**Article**
Pseudo-code:

text
function compress(chars):
    string res = ""
    i = 0
    while i < length(chars):
        char c = chars[i]
        count = 0
        while i < length(chars) and chars[i] == c:
            count++
            i++
        res += c
        if count > 1:
            res += string(count)
    
    for j from 0 to length(res):
        chars[j] = res[j]
    return length(res)

Why this fails: While this solution is logically correct and runs in linear time $O(N)$, it has a Space Complexity of $O(N)$ because it creates a separate string/list proportional to the size of the input. The problem explicitly constraints the solution to use O(1) constant extra space. Therefore, a brute force approach that allocates new storage for the compressed string is suboptimal and may be rejected in an interview setting.

Core Insight for String Compression

The core insight for solving LeetCode 443 efficiently lies in the realization that the compressed version of any character group is always shorter than or equal in length to the original group (with the exception of single characters, which remain length 1).

Because the compressed data is generated sequentially and is generally shorter than the source data, we can safely overwrite the beginning of the array with the compressed result while we are still reading the rest of the array.

The algorithm relies on maintaining a strict invariant:

1. Read Pointer (i): Scans the array to determine the extent of the current group of identical characters.
2. Write Pointer (write_index): Marks the position where the next piece of compressed data (character or digit) should be stored.

Visual Description: Imagine the array as a tape. The read head moves forward rapidly, counting how many times a character repeats. Once the read head hits a different character, the write head (which is lagging behind) records the character and the count. The write head then advances. Because we process groups from left to right, the write head will never overtake the read head, preventing data corruption.

Algorithm Strategy: Two Pointers - In-place Array Modification

To implement this strategy for String Compression, we follow these rules:

1. Initialize a write pointer at index 0.
2. Use a read pointer (often the loop variable i) to iterate through the array.
3. For every unique character group encountered by read:
   • Identify the start and end of the consecutive group to calculate the count.
   • Write the character itself to chars[write] and increment write.
   • If the count is greater than 1, convert the integer count into string format.
   • Iterate through the digits of the count string, writing each digit to chars[write] and incrementing write each time.
4. After the loop finishes, the write pointer represents the new length of the compressed array.

This approach ensures we satisfy the O(1) space constraint by utilizing the input array itself as the storage buffer.

Execution Flow

Let's trace the algorithm with chars = ["a", "a", "b", "b", "c", "c", "c"]:

1. Initialization: i = 0, write = 0.
2. First Group ('a'):
   • i points to first 'a'. We scan forward until we hit 'b' or end of array.
   • We find 2 'a's. count = 2.
   • Write 'a' at chars[0]. write becomes 1.
   • count > 1, so we convert 2 to "2". Write '2' at chars[1]. write becomes 2.
   • Move i past the group of 'a's.
3. Second Group ('b'):
   • i points to first 'b'. Scan forward.
   • We find 2 'b's. count = 2.
   • Write 'b' at chars[2]. write becomes 3.
   • count > 1, write '2' at chars[3]. write becomes 4.
   • Move i past the group of 'b's.
4. Third Group ('c'):
   • i points to first 'c'. Scan forward.
   • We find 3 'c's. count = 3.
   • Write 'c' at chars[4]. write becomes 5.

**What to work on**
**A.** Using the string compression text, decide whether each statement agrees with it: (i) the brute force solution runs in linear time; (ii) the write pointer starts at index 1; (iii) the trace finds three 'c's in the third group. For each, answer yes or no and quote the words that settle it.
**B.** Output the passage of the string compression text from "Algorithm Strategy: Two" to "and increment write.", copied word for word.
Use only the string compression text to respond.

**Dataset**
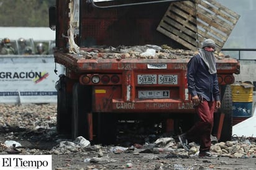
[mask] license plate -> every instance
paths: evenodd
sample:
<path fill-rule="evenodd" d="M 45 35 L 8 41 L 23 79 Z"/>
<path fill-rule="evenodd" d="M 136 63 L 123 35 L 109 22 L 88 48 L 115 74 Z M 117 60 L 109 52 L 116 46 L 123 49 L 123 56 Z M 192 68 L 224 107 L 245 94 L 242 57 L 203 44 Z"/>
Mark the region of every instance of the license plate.
<path fill-rule="evenodd" d="M 170 90 L 139 90 L 139 98 L 170 98 Z"/>
<path fill-rule="evenodd" d="M 158 75 L 158 84 L 176 85 L 178 84 L 178 75 Z"/>
<path fill-rule="evenodd" d="M 139 85 L 155 85 L 157 84 L 157 75 L 139 74 L 137 82 Z"/>

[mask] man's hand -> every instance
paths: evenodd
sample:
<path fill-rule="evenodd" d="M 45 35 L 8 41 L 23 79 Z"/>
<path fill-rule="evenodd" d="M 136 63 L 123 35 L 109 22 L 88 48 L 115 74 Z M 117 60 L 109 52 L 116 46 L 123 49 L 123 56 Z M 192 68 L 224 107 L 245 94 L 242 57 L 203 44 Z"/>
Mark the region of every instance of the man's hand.
<path fill-rule="evenodd" d="M 221 101 L 219 100 L 216 101 L 216 108 L 219 109 L 221 108 Z"/>
<path fill-rule="evenodd" d="M 194 106 L 198 106 L 200 103 L 200 100 L 198 95 L 195 95 L 192 97 L 192 103 Z"/>

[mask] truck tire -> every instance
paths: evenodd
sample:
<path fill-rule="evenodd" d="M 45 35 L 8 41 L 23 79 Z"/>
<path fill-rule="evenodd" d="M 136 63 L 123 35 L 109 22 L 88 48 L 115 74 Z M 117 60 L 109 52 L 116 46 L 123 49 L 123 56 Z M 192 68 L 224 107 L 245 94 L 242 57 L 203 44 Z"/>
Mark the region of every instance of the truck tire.
<path fill-rule="evenodd" d="M 63 74 L 56 83 L 57 90 L 57 132 L 60 134 L 70 135 L 71 132 L 71 114 L 67 107 L 70 103 L 69 95 L 66 90 L 67 78 Z"/>
<path fill-rule="evenodd" d="M 219 140 L 226 142 L 232 137 L 232 91 L 230 85 L 221 86 L 222 100 L 221 113 L 225 114 L 222 129 Z"/>
<path fill-rule="evenodd" d="M 98 113 L 98 142 L 103 145 L 115 144 L 117 137 L 117 119 L 112 113 Z"/>
<path fill-rule="evenodd" d="M 75 83 L 73 87 L 71 138 L 83 136 L 88 139 L 88 113 L 91 111 L 90 88 Z"/>

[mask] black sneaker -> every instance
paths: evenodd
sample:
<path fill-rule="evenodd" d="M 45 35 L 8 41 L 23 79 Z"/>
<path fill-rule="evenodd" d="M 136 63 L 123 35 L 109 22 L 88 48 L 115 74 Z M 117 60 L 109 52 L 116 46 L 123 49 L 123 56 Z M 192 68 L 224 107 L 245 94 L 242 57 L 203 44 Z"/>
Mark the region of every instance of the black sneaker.
<path fill-rule="evenodd" d="M 214 155 L 209 151 L 200 152 L 198 156 L 199 158 L 217 158 L 217 155 Z"/>
<path fill-rule="evenodd" d="M 180 135 L 178 135 L 178 137 L 179 138 L 180 143 L 181 144 L 183 148 L 185 148 L 186 151 L 190 151 L 190 147 L 188 145 L 188 140 L 186 138 L 186 134 L 183 134 Z"/>

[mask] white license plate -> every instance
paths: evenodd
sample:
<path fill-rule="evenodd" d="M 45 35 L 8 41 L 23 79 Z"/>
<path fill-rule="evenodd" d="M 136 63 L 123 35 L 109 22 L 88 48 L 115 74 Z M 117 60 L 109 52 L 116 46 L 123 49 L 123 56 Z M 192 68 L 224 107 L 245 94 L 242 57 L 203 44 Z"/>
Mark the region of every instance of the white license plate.
<path fill-rule="evenodd" d="M 170 98 L 170 90 L 139 90 L 139 98 Z"/>
<path fill-rule="evenodd" d="M 176 85 L 178 84 L 178 75 L 172 74 L 162 74 L 158 75 L 158 84 L 168 84 Z"/>
<path fill-rule="evenodd" d="M 155 85 L 157 84 L 157 75 L 139 74 L 137 82 L 139 85 Z"/>

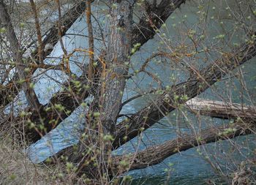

**Expected outputs**
**A.**
(i) Yes: "logically correct and runs in linear time"
(ii) No: "Initialize a write pointer at index 0."
(iii) Yes: "We find 3 'c's. count = 3."

**B.**
Algorithm Strategy: Two Pointers - In-place Array Modification

To implement this strategy for String Compression, we follow these rules:

1. Initialize a write pointer at index 0.
2. Use a read pointer (often the loop variable i) to iterate through the array.
3. For every unique character group encountered by read:
   • Identify the start and end of the consecutive group to calculate the count.
   • Write the character itself to chars[write] and increment write.